____ Working data

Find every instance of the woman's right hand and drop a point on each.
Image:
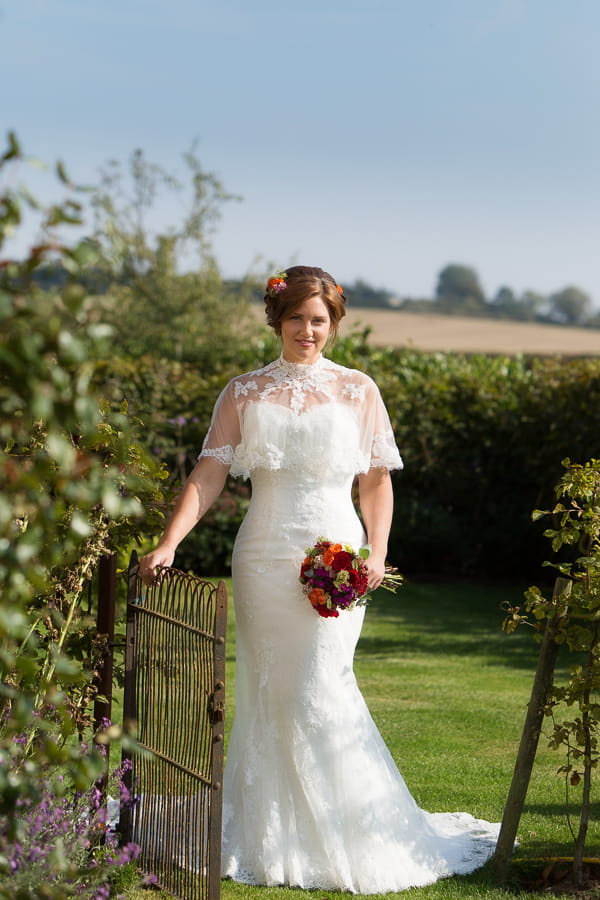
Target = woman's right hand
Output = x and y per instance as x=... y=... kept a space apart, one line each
x=162 y=556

________

_Exercise task_: Please repeat every line of the records above word for word, leaving out the pictures.

_In response_:
Find every instance of the woman's right hand and drop a point on each.
Image:
Target = woman's right hand
Output = x and y per instance as x=... y=... kept a space apart, one line each
x=162 y=556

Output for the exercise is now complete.